*TASK OBJECTIVE*. Continue the article about the 1943 cartoon Inki and the Minah Bird, starting after its final sentence.
───── PASSAGE TO READ
- Directed by: Charles M. Jones
- Story by: Tedd Pierce
- Produced by: Leon Schlesinger
- Starring: Mel Blanc
- Edited by: Treg Brown
- Music by: Carl W. Stalling
- Animation by: Robert Cannon Shamus Culhane Ken Harris Rudy Larriva Ben Washam A.C. Gamer
- Layouts by: John McGrew
- Backgrounds by: Gene Fleury Bernyce Polifka
- Color process: Technicolor
- Production company: Warner Bros. Cartoons
- Distributed by: Warner Bros. Pictures
- Release date: November 13, 1943;
- Running time: 7 minutes
- Country: United States
- Language: English

= Inki and the Minah Bird =

Inki and the Minah Bird is a 1943 Merrie Melodies short directed by Chuck Jones. The short features Inki and was released on November 13, 1943.

==Plot==
Inki is an African young boy hunting small animals with a spear. On creature he briefly tries following is a minah bird, which walks across the scene with a hopping gait. Unlike Inki and all the other creatures in the cartoon, the minah bird shows no emotional reactions or changes in facial expression regardless of circumstances. Inki then encounters a fearsome lion. The lion then chases the boy, who briefly winds up in the lion's mouth, but escapes with the lion's teeth, revealed to be a set of dentures. The lion recovers its teeth and chases after Inki until distracted by the minah bird, which the lion then pursues. In a twisting blurred fight, the bird triumphs over the lion, and in the last scene the lion's large dentures are shown now in the minah bird's mouth.
──────────
───── LISTED RECORDS
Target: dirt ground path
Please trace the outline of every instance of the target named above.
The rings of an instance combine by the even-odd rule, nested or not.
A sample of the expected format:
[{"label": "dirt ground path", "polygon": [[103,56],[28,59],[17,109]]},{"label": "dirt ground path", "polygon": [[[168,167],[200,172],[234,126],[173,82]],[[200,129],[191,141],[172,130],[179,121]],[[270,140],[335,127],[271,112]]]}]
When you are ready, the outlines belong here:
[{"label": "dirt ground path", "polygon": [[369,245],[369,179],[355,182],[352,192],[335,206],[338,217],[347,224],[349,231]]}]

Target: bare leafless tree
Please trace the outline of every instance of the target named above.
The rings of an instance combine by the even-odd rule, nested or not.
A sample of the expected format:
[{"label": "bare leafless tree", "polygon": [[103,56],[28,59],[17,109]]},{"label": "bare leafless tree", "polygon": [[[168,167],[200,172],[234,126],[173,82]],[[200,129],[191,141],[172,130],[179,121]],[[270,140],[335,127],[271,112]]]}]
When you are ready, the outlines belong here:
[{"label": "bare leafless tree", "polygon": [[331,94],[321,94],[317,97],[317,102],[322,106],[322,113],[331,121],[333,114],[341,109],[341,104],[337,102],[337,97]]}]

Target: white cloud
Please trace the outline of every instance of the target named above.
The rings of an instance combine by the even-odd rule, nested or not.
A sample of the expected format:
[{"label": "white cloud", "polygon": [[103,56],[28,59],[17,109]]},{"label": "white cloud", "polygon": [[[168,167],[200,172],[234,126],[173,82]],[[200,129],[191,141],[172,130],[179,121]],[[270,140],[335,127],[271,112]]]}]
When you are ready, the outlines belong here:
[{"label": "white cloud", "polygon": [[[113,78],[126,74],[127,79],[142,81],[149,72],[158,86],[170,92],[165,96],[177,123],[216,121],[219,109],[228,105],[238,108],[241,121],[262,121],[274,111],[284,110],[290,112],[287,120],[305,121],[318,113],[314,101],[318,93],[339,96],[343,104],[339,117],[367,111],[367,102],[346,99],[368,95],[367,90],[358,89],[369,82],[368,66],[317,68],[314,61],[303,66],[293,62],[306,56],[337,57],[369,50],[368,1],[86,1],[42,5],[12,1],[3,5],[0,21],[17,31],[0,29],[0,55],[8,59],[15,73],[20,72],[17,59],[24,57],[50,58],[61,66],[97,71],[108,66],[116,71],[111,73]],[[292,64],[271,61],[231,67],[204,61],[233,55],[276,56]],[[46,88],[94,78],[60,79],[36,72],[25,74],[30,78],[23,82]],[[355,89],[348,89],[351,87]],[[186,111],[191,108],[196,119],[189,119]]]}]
──────────
*RESPONSE*.
==Home media==
- VHS
  - Inki & the Minah Bird (released by Troy Gold in 1988) - re-released by Burbank Video in 1991
  - Kartoon Klassics Volume 10 (released by Viking Video Classics in 1986) - re-released by Burbank Video in 1991
- Laserdisc
  - The Golden Age of Looney Tunes: Volume 3, Side 3 (released by MGM/UA Home Video)
- DVD
  - Cartoon Craze Presents: Donald Duck / Woody Woodpecker: Pantry Panic (released by Digiview Productions)

==Notes and bans==
Inki and the Minah Bird was the only Inki short to fall into the public domain; all the rest in the series are under copyright.

Because this cartoon portrays stereotypes of Indian and black cultures, it is no longer included in USA television packages, along with the other four Inki shorts. It includes scenes or situations that portray potentially offensive, negative or otherwise socially unacceptable content which may be perceived as fostering stereotypes of African heritage people.